▶ _SHORT PROBLEM_: Can you give every line of the entries below as a Markdown table with the columns Row and Line, leaving out blank lines? Keep the pictures out of your answer.

Start of SUPPLIED ENTRIES

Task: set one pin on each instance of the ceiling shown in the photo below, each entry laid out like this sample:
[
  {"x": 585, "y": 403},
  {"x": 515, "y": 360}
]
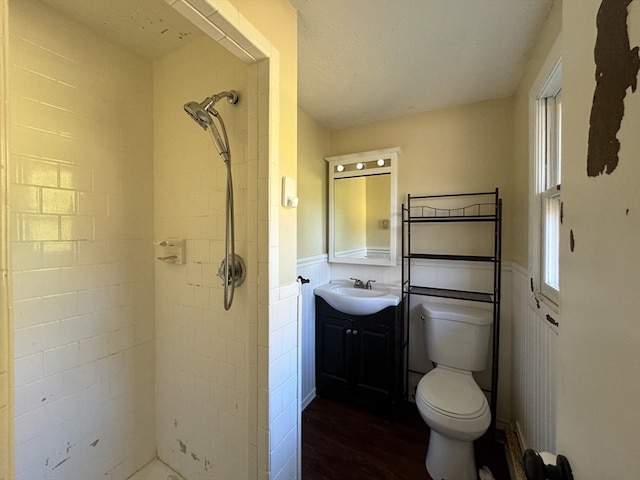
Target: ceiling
[{"x": 361, "y": 61}]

End of SUPPLIED ENTRIES

▶ _SOLUTION TO THIS PROBLEM_:
| Row | Line |
|---|---|
| 1 | Task: set one pin on each instance of the ceiling shown in the photo below, each entry laid out like this sample: |
| 2 | [ |
| 3 |   {"x": 585, "y": 403}, |
| 4 |   {"x": 515, "y": 360} |
| 5 | ] |
| 6 | Target: ceiling |
| 7 | [{"x": 361, "y": 61}] |